* [Data lines]:
○ ○ ○ ○ ○ ○ ○
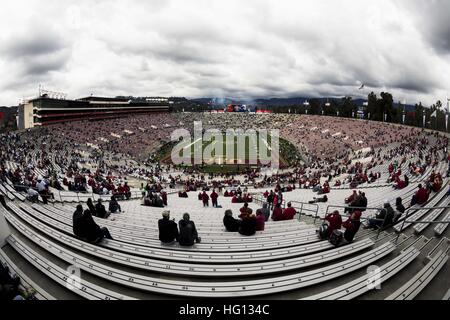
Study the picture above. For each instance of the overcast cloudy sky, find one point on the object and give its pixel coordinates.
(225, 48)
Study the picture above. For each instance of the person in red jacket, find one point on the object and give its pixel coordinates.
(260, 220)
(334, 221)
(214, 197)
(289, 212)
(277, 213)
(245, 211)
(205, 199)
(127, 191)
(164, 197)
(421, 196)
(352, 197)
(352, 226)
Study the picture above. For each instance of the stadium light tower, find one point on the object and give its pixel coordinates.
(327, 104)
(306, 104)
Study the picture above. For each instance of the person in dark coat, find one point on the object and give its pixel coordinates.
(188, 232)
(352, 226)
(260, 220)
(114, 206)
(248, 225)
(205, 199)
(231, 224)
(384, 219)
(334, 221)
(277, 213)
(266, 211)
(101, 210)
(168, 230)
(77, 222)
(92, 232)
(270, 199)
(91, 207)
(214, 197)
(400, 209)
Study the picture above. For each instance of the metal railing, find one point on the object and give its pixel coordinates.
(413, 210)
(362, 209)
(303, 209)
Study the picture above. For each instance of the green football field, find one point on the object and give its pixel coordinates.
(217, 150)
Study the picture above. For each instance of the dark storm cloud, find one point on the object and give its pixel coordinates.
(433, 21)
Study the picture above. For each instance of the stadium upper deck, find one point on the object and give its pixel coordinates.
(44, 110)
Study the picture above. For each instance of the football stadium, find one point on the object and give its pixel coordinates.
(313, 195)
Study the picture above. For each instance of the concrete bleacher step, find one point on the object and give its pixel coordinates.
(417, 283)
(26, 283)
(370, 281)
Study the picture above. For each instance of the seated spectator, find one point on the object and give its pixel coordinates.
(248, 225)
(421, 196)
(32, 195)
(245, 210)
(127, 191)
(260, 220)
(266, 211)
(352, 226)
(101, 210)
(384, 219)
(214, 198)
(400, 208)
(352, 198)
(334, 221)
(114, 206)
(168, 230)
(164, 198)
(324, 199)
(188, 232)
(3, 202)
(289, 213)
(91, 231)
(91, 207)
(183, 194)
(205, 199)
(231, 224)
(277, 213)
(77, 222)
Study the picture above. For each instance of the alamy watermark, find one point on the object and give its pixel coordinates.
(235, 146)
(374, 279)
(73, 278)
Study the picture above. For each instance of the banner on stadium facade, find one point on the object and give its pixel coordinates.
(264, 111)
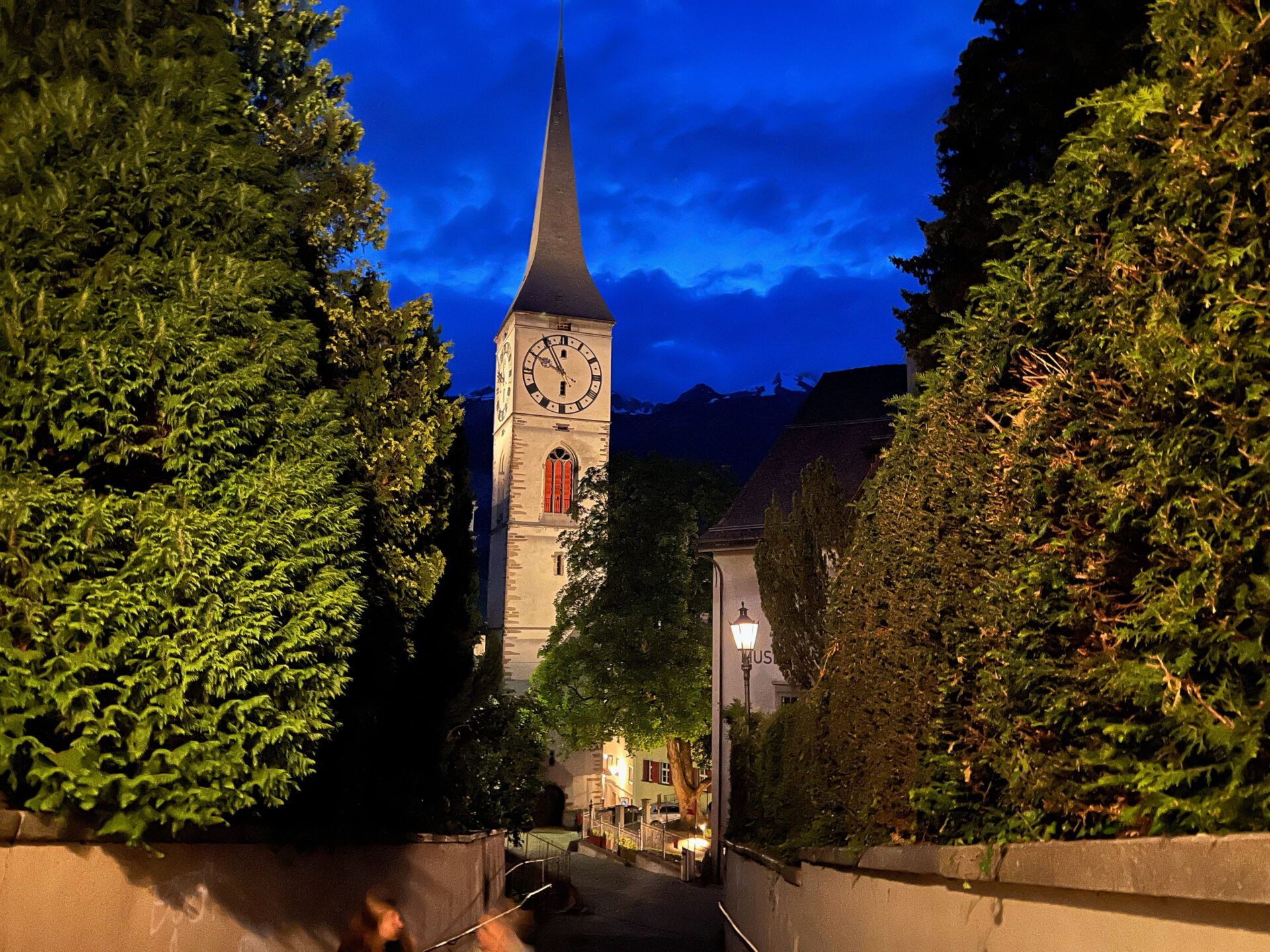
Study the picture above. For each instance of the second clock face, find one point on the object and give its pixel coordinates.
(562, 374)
○ ○ ○ ○ ○ ○ ○
* [Aim]: Replace "clock face" with "clock dial" in the rows from the line with "Study the picture above. For each instance of the banner" through the end of the rows, and write those lines out again with nothing else changed. Leave the pictures out.

* [Task answer]:
Study the picture above. For each instance of the banner on stadium facade, find one point on the object and give its pixel coordinates.
(264, 111)
Study the picture above. For each instance of the second clock dial, find one point on the object and give its pixel coordinates.
(562, 374)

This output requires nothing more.